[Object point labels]
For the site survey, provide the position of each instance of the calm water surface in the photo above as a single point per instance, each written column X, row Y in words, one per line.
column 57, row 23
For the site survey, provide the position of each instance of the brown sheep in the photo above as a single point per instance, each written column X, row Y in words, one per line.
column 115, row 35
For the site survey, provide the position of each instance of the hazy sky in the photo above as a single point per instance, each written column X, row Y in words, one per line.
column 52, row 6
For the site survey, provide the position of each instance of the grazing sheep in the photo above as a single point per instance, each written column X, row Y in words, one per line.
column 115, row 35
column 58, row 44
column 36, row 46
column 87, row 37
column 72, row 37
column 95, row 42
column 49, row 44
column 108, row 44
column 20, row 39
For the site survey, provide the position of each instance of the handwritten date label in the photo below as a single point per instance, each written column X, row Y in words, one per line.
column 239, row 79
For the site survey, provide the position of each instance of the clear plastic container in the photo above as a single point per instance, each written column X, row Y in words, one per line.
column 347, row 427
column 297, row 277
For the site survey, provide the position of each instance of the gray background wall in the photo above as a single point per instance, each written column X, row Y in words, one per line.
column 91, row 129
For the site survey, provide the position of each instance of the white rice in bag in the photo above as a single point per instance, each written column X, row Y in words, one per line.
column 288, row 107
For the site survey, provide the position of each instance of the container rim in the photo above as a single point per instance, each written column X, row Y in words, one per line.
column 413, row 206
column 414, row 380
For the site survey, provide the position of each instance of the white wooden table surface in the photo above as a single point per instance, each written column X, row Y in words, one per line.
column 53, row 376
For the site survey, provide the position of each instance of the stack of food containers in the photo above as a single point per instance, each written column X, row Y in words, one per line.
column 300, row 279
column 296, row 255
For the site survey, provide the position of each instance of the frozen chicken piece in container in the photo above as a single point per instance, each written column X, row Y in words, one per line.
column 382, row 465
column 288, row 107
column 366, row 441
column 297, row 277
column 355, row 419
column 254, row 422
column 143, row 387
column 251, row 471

[The problem] Put the part of the records that opens with the line containing "of the stack" and closes with the line containing "column 296, row 255" into a Markdown table, including both of those lines and skipping any blank lines. Give it the columns n, holding the row number, and Line, holding the line itself.

[Result of this exercise]
| n | Line |
|---|---|
| 1 | For the site survey, provide the position of each instance of the stack of food containers in the photo above as a single point per instance, each written column X, row Y in words, one per line. |
| 2 | column 300, row 279 |
| 3 | column 296, row 255 |